-- Compito assegnato 1 --
Riporta parola per parola il passo dell'articolo sull'operazione antimafia a Palermo compreso tra "Colpo al clan" e "di sostenze stupefacenti.", estremi inclusi.

Colpo al clan mafioso di Porta Nuova a Palermo, i summit in una sala da barba
PALERMO (ITALPRESS) – Operazione antimafia dei carabinieri, a Palermo. Inferto un duro colpo al mandamento di Porta Nuova. I militari del Nucleo Investigativo del Reparto Operativo del Comando Provinciale di Palermo hanno dato esecuzione a 9 fermi di indiziato di delitto, disposti dalla locale Direzione Distrettuale Antimafia. Gli indagati devono rispondere, a vario titolo, di associazione di tipo mafioso; estorsione, consumata e tentata, con l’aggravante di avere commesso il fatto al fine di agevolare l’attività mafiosa e di essersi avvalsi della forza di intimidazione del vincolo associativo e della condizione di assoggettamento e di omertà che ne deriva; associazione finalizzata al traffico di droga; spaccio di sostenze stupefacenti.
Il quadro indiziario raccolto dagli investigatori ha fatto emergere, ad avviso della Direzione Distrettuale Antimafia, la struttura di vertice della famiglia mafiosa di Palermo Centro, “competente” sui quartieri Capo, Ballarò, Kalsa e Vucciria, inquadrata nel mandamento palermitano di Porta Nuova, documentando la realizzazione di numerose riunioni di mafia, alcune di queste svolte, con modalità riservate, all’interno di una sala da barba gestita da uno degli indagati. Numerose le estorsioni “a tappeto” sul territorio, di cui 3 contestate agli indagati, consumate per alimentare le casse dell’associazione.

-- Materiale dell'esercizio --

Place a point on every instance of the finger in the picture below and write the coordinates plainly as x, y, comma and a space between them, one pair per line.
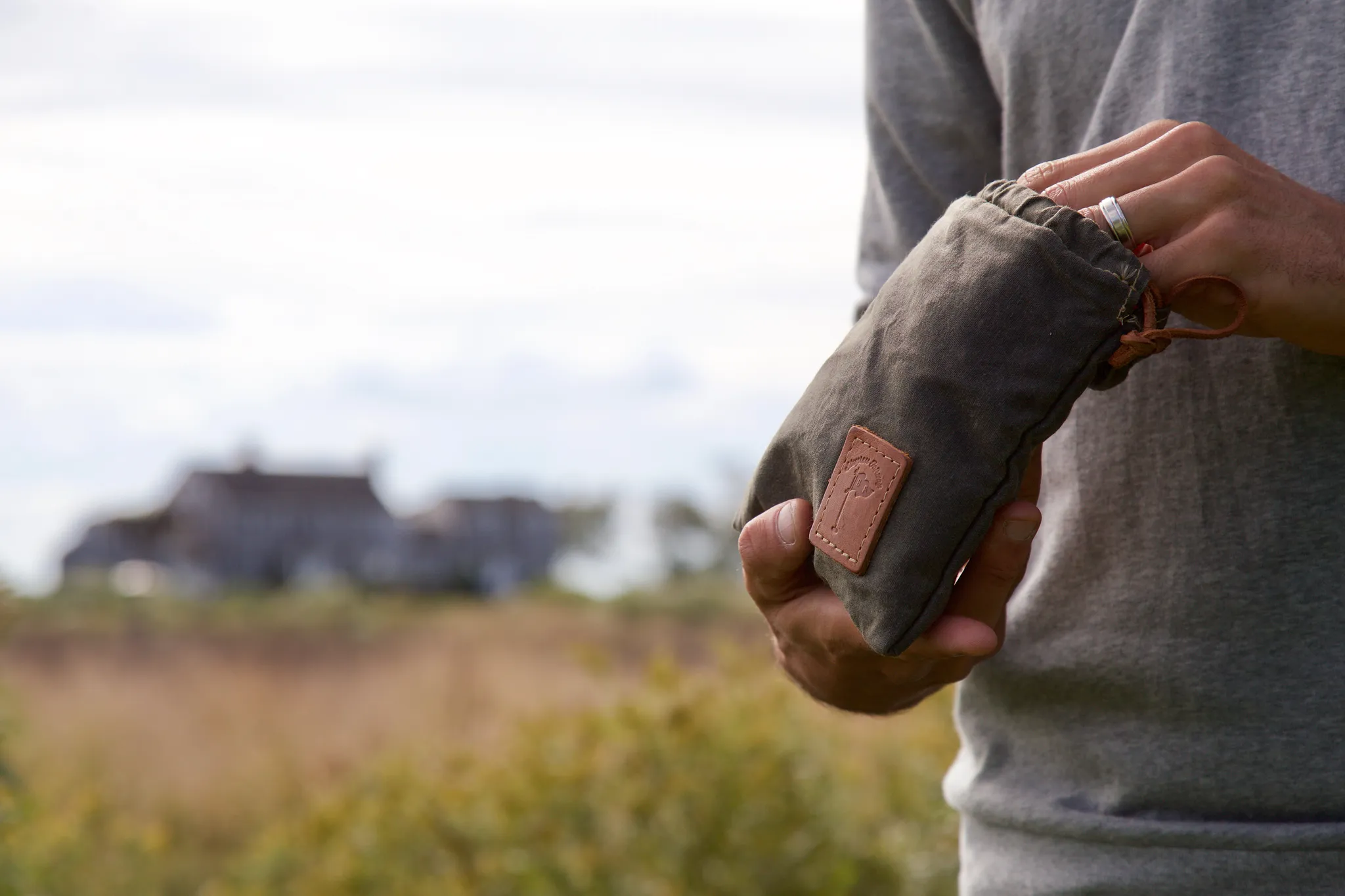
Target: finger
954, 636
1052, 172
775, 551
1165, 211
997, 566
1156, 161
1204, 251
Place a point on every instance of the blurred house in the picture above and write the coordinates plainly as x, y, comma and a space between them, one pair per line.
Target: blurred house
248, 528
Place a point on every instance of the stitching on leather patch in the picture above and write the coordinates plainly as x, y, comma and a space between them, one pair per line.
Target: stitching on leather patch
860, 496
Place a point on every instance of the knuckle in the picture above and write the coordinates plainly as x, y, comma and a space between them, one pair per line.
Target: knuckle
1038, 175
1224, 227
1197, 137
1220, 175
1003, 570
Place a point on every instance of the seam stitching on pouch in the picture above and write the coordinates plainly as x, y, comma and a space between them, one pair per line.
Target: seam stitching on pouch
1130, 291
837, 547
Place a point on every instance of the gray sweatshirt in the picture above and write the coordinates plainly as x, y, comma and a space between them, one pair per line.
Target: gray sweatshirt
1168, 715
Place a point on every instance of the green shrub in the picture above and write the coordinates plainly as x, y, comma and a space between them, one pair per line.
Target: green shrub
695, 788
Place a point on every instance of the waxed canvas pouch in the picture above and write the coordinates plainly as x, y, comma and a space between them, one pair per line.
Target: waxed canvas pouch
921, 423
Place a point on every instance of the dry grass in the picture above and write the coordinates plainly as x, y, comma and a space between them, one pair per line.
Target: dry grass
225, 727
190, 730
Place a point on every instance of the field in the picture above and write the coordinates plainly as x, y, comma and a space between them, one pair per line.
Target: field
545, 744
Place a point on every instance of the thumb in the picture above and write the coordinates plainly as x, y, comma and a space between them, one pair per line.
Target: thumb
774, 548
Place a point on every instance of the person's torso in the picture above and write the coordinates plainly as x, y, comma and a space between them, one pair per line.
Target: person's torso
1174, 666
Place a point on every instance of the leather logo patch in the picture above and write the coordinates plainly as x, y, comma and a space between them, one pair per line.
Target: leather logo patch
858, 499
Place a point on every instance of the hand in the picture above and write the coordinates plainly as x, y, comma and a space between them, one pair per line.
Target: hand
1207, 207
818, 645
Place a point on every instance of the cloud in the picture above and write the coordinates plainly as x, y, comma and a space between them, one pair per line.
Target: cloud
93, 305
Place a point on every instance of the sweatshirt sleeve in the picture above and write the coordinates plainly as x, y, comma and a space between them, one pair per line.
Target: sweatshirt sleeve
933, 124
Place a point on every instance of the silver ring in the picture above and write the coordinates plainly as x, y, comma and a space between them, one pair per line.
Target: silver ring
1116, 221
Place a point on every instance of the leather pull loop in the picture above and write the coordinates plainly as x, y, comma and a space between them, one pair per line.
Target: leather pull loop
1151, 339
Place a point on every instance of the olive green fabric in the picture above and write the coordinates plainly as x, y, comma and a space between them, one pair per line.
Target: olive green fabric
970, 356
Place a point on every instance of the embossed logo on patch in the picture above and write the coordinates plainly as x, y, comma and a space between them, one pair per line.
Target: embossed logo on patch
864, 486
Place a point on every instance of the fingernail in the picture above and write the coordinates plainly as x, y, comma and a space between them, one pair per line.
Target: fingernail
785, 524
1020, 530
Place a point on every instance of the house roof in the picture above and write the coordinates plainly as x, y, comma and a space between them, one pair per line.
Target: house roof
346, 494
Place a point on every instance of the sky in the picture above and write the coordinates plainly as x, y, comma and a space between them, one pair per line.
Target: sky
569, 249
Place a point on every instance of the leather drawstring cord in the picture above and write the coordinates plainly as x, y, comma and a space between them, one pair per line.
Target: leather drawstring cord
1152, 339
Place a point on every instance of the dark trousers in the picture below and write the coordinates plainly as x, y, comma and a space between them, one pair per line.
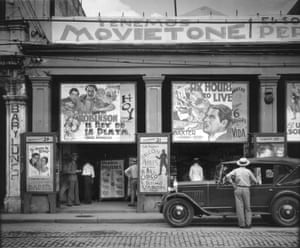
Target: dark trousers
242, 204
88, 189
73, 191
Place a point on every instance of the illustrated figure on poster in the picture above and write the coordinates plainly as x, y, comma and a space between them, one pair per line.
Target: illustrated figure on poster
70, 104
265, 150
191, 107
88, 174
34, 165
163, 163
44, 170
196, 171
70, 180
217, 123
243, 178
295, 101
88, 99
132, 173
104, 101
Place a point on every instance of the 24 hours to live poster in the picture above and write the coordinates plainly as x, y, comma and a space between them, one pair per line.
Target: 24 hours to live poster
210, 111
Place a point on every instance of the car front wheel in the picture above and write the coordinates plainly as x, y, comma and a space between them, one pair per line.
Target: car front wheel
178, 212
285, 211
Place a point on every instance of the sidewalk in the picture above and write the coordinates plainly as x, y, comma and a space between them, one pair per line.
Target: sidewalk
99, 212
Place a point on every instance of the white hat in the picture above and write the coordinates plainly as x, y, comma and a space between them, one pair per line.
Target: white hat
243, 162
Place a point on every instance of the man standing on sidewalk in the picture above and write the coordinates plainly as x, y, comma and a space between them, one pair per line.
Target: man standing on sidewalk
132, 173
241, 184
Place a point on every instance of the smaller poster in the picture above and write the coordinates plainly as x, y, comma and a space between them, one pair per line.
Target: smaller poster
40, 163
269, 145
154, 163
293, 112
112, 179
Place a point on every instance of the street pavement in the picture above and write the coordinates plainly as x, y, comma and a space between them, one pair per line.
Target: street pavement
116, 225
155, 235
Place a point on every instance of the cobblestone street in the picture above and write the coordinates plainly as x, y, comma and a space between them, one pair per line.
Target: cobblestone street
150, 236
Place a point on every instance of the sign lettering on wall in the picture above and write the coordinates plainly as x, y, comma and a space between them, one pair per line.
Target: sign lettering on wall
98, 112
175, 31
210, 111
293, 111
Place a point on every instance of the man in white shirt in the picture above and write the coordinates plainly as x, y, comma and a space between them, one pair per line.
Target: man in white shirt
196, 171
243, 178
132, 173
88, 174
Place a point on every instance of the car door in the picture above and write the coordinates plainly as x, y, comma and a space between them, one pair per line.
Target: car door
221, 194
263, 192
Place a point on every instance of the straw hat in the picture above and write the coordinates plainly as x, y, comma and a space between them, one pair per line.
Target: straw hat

-- Compito assegnato 2 --
Seleziona e copia ogni riga, tra quelle riportate sopra, che contiene la stringa "hours", distinguendo tra maiuscole e minuscole.

-- Risposta finale 1 --
Colpo al clan mafioso di Porta Nuova a Palermo, i summit in una sala da barba
PALERMO (ITALPRESS) – Operazione antimafia dei carabinieri, a Palermo. Inferto un duro colpo al mandamento di Porta Nuova. I militari del Nucleo Investigativo del Reparto Operativo del Comando Provinciale di Palermo hanno dato esecuzione a 9 fermi di indiziato di delitto, disposti dalla locale Direzione Distrettuale Antimafia. Gli indagati devono rispondere, a vario titolo, di associazione di tipo mafioso; estorsione, consumata e tentata, con l’aggravante di avere commesso il fatto al fine di agevolare l’attività mafiosa e di essersi avvalsi della forza di intimidazione del vincolo associativo e della condizione di assoggettamento e di omertà che ne deriva; associazione finalizzata al traffico di droga; spaccio di sostenze stupefacenti.

-- Risposta finale 2 --
Place a point on every instance of the 24 hours to live poster in the picture above and write the coordinates plainly as x, y, comma and a space between them, one pair per line.
Target: 24 hours to live poster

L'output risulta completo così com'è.